• _EXCERTO DO DOCUMENTO_
============

Elena Domecq (J.P. Morgan AM): “Os mercados preveem subidas de taxas muito agressivas”

Elena Domecq. Créditos: Cedida (J.P. Morgan AM)

A manchete da semana: o bund alemão a 10 anos passou o limiar dos 0% pela primeira vez em dois anos. Trata-se de um nível simbólico que, no entanto, reflete a tendência bullish das yields das obrigações nas últimas semanas. E na opinião de Elena Domecq este movimento de correção ainda está na fase inicial. “As yields ainda têm de subir. Tanto nos Estados Unidos como na Europa”, alerta a profissional, membro da equipa de Cliente e Estratégia para Espanha e Portugal da J.P. Morgan Asset Management.

============

• _DADOS FORNECIDOS_

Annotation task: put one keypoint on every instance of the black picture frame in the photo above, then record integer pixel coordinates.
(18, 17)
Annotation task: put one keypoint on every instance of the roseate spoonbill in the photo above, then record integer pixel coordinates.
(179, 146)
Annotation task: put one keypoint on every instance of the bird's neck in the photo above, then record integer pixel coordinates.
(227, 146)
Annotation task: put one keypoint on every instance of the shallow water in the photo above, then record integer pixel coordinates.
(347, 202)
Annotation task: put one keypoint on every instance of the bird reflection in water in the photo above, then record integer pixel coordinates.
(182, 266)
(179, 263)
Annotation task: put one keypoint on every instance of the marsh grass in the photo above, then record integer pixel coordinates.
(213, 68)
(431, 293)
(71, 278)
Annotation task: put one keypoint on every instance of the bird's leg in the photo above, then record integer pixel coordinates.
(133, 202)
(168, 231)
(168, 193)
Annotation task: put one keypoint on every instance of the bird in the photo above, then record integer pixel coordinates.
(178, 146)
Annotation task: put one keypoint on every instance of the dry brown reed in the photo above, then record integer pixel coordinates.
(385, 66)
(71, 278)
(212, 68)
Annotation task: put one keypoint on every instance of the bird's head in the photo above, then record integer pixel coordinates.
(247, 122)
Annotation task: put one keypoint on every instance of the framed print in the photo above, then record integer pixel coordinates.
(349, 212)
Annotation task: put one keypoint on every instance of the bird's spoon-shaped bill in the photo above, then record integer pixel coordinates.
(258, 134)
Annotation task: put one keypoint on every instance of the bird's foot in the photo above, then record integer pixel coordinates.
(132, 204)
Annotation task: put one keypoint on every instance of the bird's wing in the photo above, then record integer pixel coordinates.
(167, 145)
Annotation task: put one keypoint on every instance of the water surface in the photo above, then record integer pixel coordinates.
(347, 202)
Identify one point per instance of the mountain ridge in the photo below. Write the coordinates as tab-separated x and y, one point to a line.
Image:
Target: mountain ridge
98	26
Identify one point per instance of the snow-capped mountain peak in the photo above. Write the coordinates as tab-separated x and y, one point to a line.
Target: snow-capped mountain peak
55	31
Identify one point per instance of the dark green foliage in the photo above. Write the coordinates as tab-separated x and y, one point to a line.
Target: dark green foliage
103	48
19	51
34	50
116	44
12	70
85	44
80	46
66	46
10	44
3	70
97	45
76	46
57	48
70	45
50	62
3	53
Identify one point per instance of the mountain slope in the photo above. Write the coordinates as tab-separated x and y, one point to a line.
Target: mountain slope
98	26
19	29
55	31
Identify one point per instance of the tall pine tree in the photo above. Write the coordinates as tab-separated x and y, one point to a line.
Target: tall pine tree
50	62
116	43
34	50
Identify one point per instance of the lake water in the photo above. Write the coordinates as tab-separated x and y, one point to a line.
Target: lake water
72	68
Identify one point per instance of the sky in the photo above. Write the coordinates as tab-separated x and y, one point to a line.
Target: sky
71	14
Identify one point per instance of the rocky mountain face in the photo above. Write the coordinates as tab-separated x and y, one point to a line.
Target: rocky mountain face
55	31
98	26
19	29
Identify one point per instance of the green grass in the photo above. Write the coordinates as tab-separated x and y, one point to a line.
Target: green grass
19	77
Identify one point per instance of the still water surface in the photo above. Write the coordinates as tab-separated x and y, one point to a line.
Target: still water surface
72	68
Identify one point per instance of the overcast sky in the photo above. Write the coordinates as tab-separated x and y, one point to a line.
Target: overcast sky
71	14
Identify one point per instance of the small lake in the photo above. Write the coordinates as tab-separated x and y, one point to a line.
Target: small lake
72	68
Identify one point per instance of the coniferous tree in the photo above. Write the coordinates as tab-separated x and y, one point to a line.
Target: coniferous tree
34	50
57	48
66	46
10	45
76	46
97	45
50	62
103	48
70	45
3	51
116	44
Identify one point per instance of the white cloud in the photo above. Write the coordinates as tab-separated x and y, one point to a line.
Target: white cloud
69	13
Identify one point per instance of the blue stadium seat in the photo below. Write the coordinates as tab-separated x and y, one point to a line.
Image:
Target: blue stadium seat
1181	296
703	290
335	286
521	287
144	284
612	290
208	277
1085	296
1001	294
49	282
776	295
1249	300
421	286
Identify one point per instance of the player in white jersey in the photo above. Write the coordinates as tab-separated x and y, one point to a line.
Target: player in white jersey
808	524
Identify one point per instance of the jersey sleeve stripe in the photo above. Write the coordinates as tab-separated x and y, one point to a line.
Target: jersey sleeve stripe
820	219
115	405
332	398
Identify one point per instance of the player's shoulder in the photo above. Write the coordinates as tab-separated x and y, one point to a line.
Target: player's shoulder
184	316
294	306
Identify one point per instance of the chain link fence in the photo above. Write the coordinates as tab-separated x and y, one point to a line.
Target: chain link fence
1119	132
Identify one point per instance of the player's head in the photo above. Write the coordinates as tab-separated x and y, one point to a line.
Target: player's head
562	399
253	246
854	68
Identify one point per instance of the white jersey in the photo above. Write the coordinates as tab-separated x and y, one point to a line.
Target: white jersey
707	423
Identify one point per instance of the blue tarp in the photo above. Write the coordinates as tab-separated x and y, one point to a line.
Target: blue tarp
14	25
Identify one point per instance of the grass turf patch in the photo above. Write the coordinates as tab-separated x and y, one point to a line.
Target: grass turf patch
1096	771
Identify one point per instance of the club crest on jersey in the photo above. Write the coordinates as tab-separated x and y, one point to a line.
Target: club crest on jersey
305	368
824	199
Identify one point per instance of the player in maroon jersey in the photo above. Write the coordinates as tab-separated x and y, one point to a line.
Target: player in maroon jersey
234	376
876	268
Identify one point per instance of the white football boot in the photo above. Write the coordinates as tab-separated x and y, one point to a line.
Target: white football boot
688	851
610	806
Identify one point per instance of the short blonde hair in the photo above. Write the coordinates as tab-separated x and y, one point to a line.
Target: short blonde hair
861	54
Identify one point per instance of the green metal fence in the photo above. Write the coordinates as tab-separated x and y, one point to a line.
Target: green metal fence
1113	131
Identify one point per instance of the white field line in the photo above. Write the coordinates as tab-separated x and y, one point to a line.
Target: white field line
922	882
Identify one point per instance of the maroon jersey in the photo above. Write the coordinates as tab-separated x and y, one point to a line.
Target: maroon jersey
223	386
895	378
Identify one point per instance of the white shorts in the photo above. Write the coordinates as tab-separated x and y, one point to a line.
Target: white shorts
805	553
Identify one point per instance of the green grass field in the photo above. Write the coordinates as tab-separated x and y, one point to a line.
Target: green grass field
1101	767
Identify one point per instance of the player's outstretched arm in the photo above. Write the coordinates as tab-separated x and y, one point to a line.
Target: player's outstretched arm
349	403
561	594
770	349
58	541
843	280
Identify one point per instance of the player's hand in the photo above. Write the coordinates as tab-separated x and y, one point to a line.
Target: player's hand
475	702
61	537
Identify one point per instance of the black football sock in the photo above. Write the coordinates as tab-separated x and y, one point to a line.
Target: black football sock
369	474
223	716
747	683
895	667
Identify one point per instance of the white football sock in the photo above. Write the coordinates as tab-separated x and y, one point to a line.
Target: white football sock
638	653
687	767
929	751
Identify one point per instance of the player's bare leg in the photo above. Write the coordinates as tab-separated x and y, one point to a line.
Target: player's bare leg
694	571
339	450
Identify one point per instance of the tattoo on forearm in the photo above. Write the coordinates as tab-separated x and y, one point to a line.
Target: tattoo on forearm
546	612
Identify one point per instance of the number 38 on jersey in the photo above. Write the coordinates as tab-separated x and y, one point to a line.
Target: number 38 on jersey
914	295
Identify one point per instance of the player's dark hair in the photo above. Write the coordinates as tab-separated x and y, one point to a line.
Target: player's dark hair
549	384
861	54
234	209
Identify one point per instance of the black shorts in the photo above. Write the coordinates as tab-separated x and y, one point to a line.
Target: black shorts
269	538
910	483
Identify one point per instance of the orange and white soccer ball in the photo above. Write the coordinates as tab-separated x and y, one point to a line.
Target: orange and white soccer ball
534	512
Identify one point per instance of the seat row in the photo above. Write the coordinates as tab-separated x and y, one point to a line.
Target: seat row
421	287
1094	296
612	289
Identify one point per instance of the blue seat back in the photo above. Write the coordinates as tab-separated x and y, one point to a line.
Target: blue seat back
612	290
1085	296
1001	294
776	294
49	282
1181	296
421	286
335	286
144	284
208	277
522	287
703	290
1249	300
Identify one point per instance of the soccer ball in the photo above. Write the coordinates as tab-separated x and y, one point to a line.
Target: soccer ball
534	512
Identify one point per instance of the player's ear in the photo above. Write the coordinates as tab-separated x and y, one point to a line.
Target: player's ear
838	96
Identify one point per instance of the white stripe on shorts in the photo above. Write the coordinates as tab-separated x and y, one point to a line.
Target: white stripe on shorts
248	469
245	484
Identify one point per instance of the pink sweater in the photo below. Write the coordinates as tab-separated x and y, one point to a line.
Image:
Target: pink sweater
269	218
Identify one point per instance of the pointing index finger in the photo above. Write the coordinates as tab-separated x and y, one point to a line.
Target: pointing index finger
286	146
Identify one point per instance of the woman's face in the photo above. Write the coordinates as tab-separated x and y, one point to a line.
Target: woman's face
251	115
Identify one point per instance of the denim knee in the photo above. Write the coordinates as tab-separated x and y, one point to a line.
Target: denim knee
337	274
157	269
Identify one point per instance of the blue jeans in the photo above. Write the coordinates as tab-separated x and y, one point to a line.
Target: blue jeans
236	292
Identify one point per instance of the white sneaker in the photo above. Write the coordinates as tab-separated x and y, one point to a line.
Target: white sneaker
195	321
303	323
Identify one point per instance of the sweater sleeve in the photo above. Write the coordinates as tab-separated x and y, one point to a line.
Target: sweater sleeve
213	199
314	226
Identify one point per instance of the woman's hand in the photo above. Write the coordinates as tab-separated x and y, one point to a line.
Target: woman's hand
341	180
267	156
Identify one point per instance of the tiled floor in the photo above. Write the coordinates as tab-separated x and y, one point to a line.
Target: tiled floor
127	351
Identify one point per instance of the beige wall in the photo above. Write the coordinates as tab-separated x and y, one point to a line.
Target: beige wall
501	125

============

• _TAREFAS A REALIZAR_
1. No artigo sobre as yields das obrigações, que limiar ultrapassou o bund alemão a 10 anos pela primeira vez em dois anos?
2. Prossiga o artigo sobre as yields das obrigações a partir da sua última frase.

• _PROBLEMAS RESOLVIDOS_
1. O limiar dos 0%.

2.
Assim, a sua previsão é de que 2022 trará novamente um cenário complicado para o investidor mais conservador, aquele que podia confiar anteriormente no governo. E a especialista defende que se vão manter subponderados em duration. Se tivesse dívida na carteira, seria corporativa high yield ou, pelo menos, uma estratégia com uma abordagem muito flexível para navegar no ambiente volátil.

E é inegável que os bancos centrais estão a apontar para um novo contexto de retirada de estímulos. Dito isto, Elena Domecq assumirá o novo cenário com mais calma do que aquilo que o mercado está a refletir. “Os mercados estão a prever uma subida de taxas muito agressiva. Pensamos que vai ser mais flexível do que pensávamos”, diz. Por duas razões. Primeiro, porque a Reserva Federal primeiro quererá garantir que o crescimento será sólido. Segundo, porque este ano está prevista a entrada de novos governadores no banco central e os principais candidatos têm uma postura mais dovish.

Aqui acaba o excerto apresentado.